DIRECTIONS:
• 1. For the passage on port congestion and tariffs, say whether each statement below agrees with it. Answer yes or no for each, and quote the words of the passage that decide it.
(a) As of last Sunday, 73 ships were waiting at the Los Angeles and Long Beach ports.
(b) Moving freight to U.S. Gulf and East Coast ports shortens transit times from Asia.
(c) The tariff exemption process stayed open at the start of the Biden administration.
• 2. Rewrite the passage on port congestion and tariffs from "Exemption opportunities: In" to "sourced from China.", substituting "producers" for "manufacturers".
• 3. Answer these questions from the passage on port congestion and tariffs.
(a) How many ships were waiting at the Los Angeles and Long Beach ports as of last Sunday?
(b) In what year was the "Phase One" plan negotiated?
(c) About what share of China's current exports to the United States do the tariffs affect?

DOCUMENT PASSAGE:
********************

There is no end in sight to the large and ever-growing “flotilla” of container ships at and around California’s logjammed Los Angeles and Long Beach ports, according to The Wall Street Journal (subscription).
Formerly smooth sailing: “Before the pandemic, it was unusual for more than one ship to wait for a berth.” As of last Sunday, there were 73 ships waiting at these ports, nearly double the number that were stalled there a month ago.
No way around: “Big vessels are continuing to join the bottleneck, experts say, because shipping lines and their cargo customers have few options for resetting countless supply chains moving goods into the U.S. that have been constructed over decades around the critical San Pedro Bay gateway now staggered by the overflowing demand for imports.”
- These California ports are within “easy reach” of China and its goods-producing factories.
- The congestion has been caused largely by a surge in imports, owing to rising goods demand, coupled with a rush to restock pandemic-depleted inventories.
Other routes come up short: “Some shippers have shifted freight to U.S. Gulf and East Coast ports, but that alternative also comes at a cost since it adds weeks to transit times from Asia, and the longer routes are more expensive than shipping into the West Coast.”
TARIFFS:
Continued tariffs: The United States will continue to follow the policies set out in the “Phase One” plan negotiated under the previous administration in 2020. Those policies include significant tariffs, which impact about half of China’s current exports to the United States.
Exemption opportunities: In a win for manufacturers, the United States will resume a process that allows U.S. companies to request exemptions from tariffs. The process had been closed initially at the beginning of the Biden administration, creating challenges for manufacturers in the U.S. that do not have cost-effective alternatives to specific materials sourced from China.

********************

THE DATA:
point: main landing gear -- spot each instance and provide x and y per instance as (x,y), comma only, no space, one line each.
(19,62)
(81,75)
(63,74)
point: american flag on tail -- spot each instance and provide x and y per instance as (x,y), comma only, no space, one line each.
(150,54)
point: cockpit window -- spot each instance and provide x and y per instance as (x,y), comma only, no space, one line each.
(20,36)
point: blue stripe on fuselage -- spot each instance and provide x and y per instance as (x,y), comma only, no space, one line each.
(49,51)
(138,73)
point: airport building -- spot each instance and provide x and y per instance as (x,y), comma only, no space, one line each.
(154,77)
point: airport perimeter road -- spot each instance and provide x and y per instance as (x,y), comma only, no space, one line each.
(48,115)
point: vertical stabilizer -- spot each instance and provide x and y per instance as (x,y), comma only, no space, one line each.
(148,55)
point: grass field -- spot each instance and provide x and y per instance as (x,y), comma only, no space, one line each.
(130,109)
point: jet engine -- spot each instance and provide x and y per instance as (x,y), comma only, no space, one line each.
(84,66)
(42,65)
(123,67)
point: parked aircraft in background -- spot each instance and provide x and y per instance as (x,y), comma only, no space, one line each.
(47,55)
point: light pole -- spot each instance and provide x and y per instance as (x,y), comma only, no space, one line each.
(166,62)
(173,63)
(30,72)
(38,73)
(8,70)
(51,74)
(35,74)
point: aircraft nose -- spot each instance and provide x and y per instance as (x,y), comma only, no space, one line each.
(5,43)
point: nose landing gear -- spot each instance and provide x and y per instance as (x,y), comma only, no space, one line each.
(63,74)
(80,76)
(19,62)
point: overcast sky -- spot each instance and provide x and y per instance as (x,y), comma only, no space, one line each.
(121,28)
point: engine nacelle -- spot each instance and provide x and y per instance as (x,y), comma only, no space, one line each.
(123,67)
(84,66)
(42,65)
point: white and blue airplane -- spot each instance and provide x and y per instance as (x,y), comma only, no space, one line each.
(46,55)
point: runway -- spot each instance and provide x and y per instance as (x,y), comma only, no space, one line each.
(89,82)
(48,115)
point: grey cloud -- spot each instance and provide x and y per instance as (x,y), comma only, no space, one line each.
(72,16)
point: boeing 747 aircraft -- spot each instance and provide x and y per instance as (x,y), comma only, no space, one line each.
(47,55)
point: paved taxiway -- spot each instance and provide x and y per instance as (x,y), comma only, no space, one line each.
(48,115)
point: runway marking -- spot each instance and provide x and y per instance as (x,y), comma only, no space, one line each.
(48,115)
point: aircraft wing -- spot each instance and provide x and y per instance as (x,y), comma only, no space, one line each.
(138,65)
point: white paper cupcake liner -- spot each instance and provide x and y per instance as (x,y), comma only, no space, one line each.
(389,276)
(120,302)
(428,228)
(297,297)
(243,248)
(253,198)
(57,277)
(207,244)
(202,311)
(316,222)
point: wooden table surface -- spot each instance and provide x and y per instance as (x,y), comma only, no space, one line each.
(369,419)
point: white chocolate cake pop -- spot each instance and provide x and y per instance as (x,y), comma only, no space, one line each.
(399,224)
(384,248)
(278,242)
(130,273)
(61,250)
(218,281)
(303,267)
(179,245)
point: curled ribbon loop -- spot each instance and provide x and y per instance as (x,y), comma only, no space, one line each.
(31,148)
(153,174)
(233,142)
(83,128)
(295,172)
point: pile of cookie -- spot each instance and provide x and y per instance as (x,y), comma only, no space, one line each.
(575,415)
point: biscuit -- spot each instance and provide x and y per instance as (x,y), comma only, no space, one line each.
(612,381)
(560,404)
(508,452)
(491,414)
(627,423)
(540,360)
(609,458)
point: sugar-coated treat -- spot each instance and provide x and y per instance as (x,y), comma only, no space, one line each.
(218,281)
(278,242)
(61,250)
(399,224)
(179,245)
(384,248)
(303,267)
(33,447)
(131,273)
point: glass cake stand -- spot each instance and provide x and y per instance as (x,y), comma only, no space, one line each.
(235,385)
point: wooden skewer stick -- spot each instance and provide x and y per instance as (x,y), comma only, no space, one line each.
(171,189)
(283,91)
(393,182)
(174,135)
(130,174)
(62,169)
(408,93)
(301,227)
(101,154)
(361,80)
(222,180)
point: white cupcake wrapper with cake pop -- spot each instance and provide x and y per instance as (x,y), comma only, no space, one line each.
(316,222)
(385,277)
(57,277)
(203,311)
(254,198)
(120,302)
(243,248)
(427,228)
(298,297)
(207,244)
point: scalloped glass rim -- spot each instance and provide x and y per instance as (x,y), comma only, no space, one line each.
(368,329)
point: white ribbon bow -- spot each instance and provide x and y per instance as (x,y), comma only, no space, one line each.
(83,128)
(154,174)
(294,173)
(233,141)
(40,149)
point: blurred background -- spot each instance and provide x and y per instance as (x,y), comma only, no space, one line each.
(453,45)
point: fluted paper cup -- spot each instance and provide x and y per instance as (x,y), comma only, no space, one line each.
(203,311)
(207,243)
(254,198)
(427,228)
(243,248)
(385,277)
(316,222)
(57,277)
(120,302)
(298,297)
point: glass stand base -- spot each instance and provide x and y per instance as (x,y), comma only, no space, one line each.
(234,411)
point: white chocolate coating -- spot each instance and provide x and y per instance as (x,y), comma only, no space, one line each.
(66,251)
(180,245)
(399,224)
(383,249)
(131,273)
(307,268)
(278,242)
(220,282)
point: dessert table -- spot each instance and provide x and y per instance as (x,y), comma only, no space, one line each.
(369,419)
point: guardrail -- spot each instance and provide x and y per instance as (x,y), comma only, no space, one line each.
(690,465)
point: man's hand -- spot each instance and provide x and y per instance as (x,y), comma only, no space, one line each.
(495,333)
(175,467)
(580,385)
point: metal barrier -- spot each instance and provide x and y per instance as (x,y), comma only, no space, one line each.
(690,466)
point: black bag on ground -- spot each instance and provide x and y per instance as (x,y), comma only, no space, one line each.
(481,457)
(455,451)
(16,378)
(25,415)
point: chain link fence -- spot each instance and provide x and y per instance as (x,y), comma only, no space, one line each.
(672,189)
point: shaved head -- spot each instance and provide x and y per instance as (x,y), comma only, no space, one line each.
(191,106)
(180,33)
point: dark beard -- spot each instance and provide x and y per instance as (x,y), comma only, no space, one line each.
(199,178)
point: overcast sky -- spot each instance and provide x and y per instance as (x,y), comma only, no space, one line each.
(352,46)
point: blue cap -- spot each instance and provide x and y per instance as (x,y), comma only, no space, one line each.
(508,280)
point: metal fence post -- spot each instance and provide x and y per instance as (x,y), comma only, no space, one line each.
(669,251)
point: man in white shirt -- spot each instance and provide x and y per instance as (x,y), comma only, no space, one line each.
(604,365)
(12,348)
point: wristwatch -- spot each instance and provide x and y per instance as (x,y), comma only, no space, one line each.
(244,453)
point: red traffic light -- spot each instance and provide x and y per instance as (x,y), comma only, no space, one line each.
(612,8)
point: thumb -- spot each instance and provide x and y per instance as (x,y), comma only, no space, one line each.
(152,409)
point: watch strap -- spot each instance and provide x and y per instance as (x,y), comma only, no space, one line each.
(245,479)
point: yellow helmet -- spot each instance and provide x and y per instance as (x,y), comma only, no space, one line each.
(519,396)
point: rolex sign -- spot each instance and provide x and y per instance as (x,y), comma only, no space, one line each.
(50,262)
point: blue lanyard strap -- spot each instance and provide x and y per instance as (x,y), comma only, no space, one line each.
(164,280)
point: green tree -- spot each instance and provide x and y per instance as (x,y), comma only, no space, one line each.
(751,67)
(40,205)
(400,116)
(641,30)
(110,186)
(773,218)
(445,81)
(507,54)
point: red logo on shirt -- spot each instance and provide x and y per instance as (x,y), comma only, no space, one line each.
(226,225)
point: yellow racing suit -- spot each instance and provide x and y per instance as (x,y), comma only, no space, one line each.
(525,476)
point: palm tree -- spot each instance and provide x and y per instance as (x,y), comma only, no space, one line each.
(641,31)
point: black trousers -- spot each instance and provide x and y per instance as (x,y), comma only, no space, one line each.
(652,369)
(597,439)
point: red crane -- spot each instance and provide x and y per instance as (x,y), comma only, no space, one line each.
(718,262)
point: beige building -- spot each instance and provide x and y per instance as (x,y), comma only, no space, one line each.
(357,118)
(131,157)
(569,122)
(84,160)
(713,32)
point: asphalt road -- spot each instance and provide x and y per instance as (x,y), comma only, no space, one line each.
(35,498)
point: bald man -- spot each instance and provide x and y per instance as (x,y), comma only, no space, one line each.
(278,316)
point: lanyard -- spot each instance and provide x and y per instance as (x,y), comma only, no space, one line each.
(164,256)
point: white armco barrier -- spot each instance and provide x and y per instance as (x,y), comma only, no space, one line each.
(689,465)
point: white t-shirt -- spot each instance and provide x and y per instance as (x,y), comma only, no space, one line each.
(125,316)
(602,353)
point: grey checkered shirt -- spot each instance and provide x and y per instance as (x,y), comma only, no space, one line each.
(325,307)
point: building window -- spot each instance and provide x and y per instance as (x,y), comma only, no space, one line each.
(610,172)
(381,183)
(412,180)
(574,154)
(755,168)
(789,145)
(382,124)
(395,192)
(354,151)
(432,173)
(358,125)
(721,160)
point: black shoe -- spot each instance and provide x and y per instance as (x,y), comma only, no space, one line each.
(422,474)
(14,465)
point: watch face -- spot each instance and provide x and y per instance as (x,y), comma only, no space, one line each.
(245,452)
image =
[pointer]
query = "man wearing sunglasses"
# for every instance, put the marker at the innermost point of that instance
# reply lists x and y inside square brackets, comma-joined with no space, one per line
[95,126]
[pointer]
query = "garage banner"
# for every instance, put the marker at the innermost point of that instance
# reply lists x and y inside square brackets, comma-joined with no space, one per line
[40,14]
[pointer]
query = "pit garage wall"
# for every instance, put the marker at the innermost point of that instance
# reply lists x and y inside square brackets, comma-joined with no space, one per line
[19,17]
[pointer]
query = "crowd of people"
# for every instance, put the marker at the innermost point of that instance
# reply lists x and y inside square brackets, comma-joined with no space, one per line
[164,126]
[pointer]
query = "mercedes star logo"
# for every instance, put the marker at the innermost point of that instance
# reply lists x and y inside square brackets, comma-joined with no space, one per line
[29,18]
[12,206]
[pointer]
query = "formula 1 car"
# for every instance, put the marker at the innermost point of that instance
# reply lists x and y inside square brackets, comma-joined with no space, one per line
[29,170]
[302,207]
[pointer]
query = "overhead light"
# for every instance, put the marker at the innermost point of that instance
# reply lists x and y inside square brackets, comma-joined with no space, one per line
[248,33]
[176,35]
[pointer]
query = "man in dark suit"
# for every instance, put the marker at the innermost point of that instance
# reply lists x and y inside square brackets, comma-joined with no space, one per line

********************

LIST OF ANSWERS:
• 1.
(a) Yes: "As of last Sunday, there were 73 ships waiting at these ports"
(b) No: "it adds weeks to transit times from Asia"
(c) No: "The process had been closed initially at the beginning of the Biden administration"

• 2.
Exemption opportunities: In a win for producers, the United States will resume a process that allows U.S. companies to request exemptions from tariffs. The process had been closed initially at the beginning of the Biden administration, creating challenges for producers in the U.S. that do not have cost-effective alternatives to specific materials sourced from China.

• 3.
(a) 73
(b) 2020
(c) About half